• **Selected passage**
»»
In addition to being an example of what pundits like Steve Malzberg call “Fake News by Omission,” Twitter’s handling of the Hunter Biden story was a modern day, digital attack against free speech.
In South Africa, groups like the Free Speech Union of South Africa (FSU SA) have been established as a result of the rise of so-called “cancel culture” and its effects on free speech in South African society. This type of advocacy has been necessitated in recent years as a result of the irresponsible interpretation of The Promotion of Equality and Prevention of Unfair Discrimination Act of 2000, which has in some cases severely narrowed the exercise of Free Speech in South Africa.
In the time since Twitter has operated under the ownership of South Africa’s most famous living son, Elon Musk, the platform has attempted to achieve transparency on the issue of the NY Post Hunter Biden story, which is a good thing, obviously. Conversely, many have called out the way that taking a more hands off approach to administrating such a massive platform has created a resurgence in the distribution of misinformation, as the app can enable ill-intentioned individuals to share unverified stories.
««
• **Position identification records**
»»
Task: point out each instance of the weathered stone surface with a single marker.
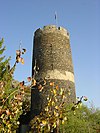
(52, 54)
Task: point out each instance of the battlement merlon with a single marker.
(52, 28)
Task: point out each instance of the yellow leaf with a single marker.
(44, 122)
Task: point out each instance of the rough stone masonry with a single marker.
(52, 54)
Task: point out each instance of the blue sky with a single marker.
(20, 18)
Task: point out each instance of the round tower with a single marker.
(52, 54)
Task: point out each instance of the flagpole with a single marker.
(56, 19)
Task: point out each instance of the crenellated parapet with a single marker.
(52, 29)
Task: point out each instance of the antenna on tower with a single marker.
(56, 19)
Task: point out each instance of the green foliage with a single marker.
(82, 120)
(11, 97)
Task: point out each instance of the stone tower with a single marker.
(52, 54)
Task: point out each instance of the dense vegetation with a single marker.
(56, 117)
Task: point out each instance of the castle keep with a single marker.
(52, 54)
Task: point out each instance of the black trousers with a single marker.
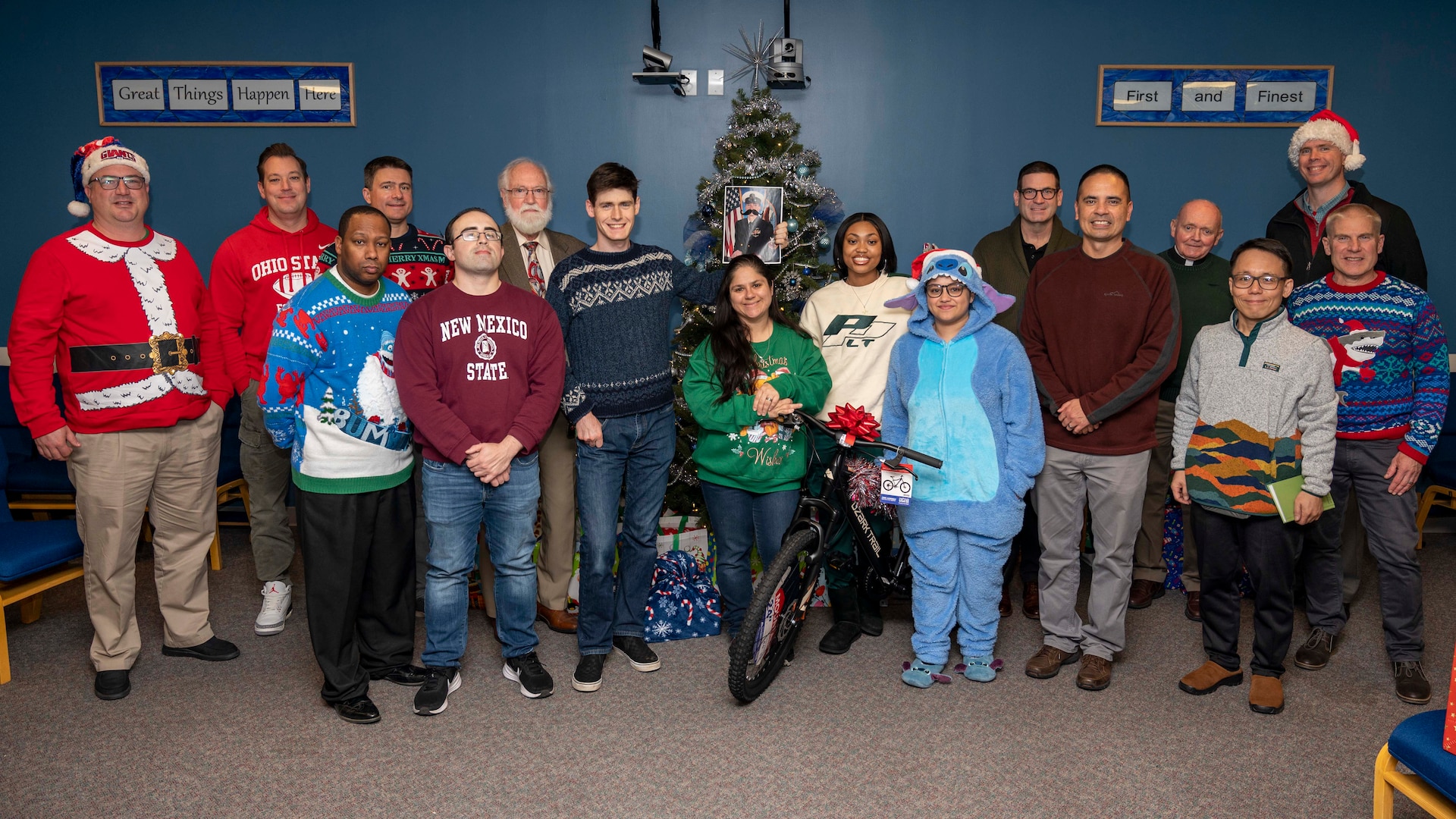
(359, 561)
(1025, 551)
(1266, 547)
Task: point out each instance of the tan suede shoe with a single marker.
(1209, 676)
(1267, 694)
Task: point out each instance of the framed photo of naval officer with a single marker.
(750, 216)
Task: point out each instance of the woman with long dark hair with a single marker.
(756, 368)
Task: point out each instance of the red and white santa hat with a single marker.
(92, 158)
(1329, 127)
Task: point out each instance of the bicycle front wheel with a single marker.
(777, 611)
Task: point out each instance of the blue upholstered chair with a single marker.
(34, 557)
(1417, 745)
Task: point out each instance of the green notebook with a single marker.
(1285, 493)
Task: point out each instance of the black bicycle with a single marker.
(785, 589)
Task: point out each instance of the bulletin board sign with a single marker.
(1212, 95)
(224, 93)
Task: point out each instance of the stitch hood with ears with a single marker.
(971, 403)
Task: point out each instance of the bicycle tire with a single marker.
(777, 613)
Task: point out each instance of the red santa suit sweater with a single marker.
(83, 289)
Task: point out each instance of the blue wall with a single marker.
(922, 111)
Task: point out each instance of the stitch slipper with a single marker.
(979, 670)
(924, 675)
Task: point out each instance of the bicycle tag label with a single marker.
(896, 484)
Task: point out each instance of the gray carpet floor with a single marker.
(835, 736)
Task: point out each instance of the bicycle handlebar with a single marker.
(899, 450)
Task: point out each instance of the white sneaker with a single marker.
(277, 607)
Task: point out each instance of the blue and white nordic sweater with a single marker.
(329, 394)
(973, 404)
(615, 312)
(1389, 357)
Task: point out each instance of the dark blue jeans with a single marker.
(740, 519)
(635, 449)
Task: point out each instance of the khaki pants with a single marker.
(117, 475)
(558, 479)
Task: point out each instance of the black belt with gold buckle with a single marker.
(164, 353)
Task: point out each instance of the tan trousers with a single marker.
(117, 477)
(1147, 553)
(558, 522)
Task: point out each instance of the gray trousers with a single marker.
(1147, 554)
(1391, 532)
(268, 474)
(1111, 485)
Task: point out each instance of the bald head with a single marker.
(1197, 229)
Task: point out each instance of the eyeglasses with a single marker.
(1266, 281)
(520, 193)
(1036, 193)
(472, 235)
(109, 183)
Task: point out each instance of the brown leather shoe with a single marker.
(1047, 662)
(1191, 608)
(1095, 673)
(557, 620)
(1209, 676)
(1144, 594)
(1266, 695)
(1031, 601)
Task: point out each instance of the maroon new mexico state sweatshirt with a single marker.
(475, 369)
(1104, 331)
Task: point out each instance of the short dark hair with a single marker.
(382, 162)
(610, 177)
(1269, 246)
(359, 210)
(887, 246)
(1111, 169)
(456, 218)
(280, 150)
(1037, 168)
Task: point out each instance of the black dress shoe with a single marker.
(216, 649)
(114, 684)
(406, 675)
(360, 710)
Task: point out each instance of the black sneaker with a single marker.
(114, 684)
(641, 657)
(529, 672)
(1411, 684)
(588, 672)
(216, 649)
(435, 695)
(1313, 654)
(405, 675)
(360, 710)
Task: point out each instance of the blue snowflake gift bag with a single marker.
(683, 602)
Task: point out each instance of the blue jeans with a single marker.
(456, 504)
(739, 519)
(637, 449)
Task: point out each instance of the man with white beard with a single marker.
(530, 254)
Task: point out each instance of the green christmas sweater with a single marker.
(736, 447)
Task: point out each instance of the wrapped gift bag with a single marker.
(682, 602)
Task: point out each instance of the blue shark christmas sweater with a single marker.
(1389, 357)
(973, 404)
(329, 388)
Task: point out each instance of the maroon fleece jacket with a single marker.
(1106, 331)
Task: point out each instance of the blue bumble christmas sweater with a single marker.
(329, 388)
««
»»
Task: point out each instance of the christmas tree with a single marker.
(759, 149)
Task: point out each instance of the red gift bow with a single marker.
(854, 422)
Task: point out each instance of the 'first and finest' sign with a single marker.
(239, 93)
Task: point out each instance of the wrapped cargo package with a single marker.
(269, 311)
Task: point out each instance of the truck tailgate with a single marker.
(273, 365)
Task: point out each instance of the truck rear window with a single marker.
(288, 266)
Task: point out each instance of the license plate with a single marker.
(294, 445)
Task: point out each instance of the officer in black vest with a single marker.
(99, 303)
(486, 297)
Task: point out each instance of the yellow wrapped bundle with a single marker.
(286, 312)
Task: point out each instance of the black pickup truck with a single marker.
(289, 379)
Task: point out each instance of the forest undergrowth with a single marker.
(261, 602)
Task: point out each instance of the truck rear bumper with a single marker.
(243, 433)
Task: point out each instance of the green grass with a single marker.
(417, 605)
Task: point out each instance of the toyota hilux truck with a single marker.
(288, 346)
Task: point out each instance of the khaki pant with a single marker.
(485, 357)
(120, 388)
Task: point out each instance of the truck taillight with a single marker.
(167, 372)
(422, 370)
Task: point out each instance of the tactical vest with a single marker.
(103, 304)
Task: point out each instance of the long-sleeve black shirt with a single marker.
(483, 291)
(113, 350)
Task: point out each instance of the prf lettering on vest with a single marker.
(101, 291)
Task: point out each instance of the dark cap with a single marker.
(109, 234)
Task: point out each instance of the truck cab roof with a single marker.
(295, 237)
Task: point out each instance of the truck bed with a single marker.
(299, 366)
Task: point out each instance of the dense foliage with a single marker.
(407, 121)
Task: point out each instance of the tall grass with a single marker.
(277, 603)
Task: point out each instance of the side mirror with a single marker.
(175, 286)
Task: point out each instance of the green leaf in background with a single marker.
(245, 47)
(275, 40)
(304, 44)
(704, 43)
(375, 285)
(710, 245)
««
• **Tasks to carry out**
a) For each statement about the passage on Twitter and free speech, say whether it agrees with the passage (yes or no), and quote the words that decide it.
(i) The Free Speech Union of South Africa was established because of the rise of "cancel culture."
(ii) The South African act it names dates from 2010.
(iii) Under Elon Musk's ownership, Twitter has tried to achieve transparency about the NY Post Hunter Biden story.
b) Answer these questions from the passage on Twitter and free speech:
(i) Which pundit is named in connection with the phrase "Fake News by Omission"?
(ii) The irresponsible interpretation of which act has narrowed the exercise of free speech in South Africa?
(iii) According to many, what has a more hands-off approach to administering the platform created?
c) Pick up the passage on Twitter and free speech after its final sentence and continue it.
The material plays no part in what comes next.

• **Results for the exercise**
a)
(i) Yes: "have been established as a result of the rise of so-called “cancel culture”"
(ii) No: "The Promotion of Equality and Prevention of Unfair Discrimination Act of 2000"
(iii) Yes: "the platform has attempted to achieve transparency on the issue of the NY Post Hunter Biden story"

b)
(i) Steve Malzberg
(ii) The Promotion of Equality and Prevention of Unfair Discrimination Act of 2000
(iii) A resurgence in the distribution of misinformation

c)
It has also long been a breeding ground for so-called “bot” accounts that exist exclusively to spread false or misleading information in an effort to perhaps push a political agenda. And since there are few laws regulating what information can be posted online, we are still operating mostly in a social media environment conducive to the propagation of fraudulent stories.
But the traps associated with disinformation and fake news are not limited only to the Twitters, Facebooks, and Truth Socials of the world, as many websites enable the posting of patently false information in plain sight. These “fake news” stories are oftentimes used as clickbait to distribute advertisements by ad networks like Taboola and Outbrain. They oftentimes confuse web surfers with controversial or inaccurate headlines that diminish the overall online experience.
Theoretically, anyone can easily manufacture outrage or pass on misleading information with the assistance of irresponsible ad networks via many popular online news sites just by creating an “article” and turning it into a native ad. They would then pay an ad network like Outbrain or Taboola to target the users they want. Now that “article” shows up on most websites with the outward appearance of a legitimate news article.
This type of “fake news” has come under increased scrutiny in recent years, and one consumer advocacy group has taken to calling out these advertising tactics. AppEsteem, which was initially founded to “assist app vendors in developing and delivering safer apps to consumers,” has expanded their overall mission to include working towards creating a safer overall online experience.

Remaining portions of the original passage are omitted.